_What you should do_
Reproduce only the lines that run from the line containing "Target: inflatable boat" to the end of the entries below, exactly as they stand.

★ ★ ★ ★

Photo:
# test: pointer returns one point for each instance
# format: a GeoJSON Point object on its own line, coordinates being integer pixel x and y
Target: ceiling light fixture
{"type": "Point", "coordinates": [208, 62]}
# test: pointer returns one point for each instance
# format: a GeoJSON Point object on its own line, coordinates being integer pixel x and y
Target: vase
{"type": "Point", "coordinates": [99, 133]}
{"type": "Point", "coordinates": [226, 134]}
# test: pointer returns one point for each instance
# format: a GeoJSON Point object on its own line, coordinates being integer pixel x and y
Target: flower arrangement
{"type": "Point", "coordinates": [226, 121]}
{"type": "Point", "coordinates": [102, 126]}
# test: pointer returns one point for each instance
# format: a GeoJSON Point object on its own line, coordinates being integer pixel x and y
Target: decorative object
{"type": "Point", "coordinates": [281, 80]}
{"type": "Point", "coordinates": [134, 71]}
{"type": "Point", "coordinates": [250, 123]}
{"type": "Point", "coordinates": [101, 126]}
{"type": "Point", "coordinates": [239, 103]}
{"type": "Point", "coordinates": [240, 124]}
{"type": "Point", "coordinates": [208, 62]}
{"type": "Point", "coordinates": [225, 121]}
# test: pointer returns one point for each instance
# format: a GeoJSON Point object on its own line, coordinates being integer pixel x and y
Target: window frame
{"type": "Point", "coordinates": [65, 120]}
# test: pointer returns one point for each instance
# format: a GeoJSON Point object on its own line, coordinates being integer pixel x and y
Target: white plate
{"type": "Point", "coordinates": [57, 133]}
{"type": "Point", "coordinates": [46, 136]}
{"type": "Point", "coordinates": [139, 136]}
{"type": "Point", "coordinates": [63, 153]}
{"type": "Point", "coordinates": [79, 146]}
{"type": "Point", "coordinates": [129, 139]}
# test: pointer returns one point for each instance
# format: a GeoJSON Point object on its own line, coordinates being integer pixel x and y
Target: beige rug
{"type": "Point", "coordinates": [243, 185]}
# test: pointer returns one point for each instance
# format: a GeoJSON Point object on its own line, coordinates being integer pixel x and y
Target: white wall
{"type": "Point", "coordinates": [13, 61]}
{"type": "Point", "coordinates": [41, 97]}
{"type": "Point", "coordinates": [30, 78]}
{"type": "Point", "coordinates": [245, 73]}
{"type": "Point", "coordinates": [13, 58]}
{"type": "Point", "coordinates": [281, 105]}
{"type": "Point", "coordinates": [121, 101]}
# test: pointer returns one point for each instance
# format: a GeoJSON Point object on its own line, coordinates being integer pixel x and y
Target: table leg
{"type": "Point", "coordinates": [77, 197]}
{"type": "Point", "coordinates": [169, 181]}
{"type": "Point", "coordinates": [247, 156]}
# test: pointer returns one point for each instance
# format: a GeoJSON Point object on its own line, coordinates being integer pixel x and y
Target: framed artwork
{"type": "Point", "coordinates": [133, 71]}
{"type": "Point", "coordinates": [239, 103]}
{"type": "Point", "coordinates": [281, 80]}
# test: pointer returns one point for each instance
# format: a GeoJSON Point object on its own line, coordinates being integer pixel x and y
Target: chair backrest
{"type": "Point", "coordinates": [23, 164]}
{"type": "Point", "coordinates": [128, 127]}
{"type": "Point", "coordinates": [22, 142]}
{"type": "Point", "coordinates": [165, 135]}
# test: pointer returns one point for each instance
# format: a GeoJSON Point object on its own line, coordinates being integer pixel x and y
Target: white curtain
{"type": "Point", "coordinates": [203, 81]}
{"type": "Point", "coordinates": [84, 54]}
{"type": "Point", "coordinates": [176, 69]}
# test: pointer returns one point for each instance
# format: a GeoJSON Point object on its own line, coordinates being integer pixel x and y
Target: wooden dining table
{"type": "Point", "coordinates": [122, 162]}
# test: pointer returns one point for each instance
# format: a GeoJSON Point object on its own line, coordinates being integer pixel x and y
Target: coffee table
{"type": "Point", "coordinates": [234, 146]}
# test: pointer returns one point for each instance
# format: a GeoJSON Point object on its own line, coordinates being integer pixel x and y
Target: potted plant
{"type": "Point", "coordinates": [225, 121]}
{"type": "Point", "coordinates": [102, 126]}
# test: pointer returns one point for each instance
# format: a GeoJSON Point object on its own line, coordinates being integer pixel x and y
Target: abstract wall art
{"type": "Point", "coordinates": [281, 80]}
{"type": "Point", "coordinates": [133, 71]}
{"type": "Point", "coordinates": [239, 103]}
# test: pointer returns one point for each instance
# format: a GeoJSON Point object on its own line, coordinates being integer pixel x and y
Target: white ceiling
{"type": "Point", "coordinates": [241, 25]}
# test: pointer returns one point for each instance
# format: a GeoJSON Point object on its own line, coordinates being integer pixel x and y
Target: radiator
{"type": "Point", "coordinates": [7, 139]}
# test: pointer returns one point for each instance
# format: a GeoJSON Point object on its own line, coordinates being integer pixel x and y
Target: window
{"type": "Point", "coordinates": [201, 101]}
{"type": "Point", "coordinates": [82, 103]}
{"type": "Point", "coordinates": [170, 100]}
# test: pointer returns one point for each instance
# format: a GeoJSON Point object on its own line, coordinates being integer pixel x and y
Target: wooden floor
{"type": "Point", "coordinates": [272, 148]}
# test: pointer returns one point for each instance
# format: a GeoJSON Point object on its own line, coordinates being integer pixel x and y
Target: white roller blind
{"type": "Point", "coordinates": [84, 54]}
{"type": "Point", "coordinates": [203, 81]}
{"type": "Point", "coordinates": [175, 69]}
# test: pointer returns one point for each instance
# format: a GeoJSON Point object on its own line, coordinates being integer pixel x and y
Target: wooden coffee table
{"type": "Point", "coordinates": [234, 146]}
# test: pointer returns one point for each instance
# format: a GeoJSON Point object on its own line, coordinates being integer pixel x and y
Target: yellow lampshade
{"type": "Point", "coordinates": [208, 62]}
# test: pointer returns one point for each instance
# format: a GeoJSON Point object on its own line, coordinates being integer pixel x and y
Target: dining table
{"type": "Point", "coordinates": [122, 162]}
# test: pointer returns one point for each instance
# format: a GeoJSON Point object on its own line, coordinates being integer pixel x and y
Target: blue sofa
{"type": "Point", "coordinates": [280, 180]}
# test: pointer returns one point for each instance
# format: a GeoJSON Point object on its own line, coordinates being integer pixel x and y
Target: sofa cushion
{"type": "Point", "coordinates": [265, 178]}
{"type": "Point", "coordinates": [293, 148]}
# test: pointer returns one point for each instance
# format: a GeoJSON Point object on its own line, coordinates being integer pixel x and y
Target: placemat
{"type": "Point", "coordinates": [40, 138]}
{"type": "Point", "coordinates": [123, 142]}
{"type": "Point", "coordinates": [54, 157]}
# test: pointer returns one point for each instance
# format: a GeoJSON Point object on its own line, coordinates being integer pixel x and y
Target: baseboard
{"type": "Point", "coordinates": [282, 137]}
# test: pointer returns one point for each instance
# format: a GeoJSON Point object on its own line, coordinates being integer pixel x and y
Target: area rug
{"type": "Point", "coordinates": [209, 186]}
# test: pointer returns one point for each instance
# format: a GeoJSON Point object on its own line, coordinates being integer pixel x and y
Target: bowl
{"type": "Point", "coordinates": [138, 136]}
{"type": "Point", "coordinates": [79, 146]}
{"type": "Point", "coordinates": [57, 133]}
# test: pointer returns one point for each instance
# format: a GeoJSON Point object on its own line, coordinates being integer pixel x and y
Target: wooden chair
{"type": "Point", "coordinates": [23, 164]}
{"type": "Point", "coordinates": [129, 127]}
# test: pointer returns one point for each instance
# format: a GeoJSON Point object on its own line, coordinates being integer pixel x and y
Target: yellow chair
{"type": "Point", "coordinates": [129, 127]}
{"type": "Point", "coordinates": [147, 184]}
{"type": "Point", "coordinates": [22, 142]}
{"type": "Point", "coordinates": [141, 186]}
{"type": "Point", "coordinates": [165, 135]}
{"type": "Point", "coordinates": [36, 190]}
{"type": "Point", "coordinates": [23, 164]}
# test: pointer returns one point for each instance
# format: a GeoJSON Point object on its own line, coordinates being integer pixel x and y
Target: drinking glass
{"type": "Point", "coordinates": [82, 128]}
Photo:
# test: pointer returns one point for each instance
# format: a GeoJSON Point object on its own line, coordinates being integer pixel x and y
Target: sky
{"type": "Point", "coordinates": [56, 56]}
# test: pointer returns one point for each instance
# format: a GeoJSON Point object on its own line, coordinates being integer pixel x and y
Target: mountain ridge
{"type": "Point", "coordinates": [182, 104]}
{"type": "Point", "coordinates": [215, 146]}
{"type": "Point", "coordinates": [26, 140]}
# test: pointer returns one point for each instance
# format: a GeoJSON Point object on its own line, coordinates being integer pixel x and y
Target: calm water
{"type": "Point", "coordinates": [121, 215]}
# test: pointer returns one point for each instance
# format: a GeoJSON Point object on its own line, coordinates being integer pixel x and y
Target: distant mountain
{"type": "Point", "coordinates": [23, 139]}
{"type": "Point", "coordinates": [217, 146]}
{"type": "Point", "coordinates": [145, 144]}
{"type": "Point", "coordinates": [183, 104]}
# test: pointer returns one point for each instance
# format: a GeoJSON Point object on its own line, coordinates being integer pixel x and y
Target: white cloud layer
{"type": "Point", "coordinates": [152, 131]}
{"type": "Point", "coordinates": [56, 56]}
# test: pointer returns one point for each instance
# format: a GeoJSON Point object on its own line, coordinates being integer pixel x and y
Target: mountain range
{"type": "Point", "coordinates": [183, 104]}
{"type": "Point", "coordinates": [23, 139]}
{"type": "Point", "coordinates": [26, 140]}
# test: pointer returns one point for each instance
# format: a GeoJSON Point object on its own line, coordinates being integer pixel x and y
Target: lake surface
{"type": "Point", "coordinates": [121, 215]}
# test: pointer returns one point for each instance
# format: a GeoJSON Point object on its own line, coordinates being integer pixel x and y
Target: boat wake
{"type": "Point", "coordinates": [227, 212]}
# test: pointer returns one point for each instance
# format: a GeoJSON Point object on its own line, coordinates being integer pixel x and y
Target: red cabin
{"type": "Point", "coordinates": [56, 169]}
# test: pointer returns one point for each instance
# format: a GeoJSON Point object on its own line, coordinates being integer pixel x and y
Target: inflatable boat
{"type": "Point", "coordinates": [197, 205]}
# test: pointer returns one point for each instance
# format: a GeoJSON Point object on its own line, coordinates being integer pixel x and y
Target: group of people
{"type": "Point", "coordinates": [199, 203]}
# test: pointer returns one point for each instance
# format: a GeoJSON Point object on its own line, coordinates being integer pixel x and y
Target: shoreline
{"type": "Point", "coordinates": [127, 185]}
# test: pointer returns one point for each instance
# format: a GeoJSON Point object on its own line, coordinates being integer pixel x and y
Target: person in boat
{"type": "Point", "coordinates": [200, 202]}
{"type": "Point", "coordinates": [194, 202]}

★ ★ ★ ★

_Answer box_
Target: inflatable boat
{"type": "Point", "coordinates": [197, 205]}
# test: pointer returns one point for each instance
# format: a GeoJSON Point object on its own line, coordinates being integer pixel x and y
Target: group of people
{"type": "Point", "coordinates": [199, 203]}
# test: pointer returns one point for each instance
# format: a GeoJSON Point object on its own line, coordinates being integer pixel x and y
Target: shoreline
{"type": "Point", "coordinates": [127, 185]}
# test: pointer returns one point for each instance
# format: a GeoJSON Point object on its own line, coordinates being integer pixel x and y
Target: person in boat
{"type": "Point", "coordinates": [200, 202]}
{"type": "Point", "coordinates": [194, 202]}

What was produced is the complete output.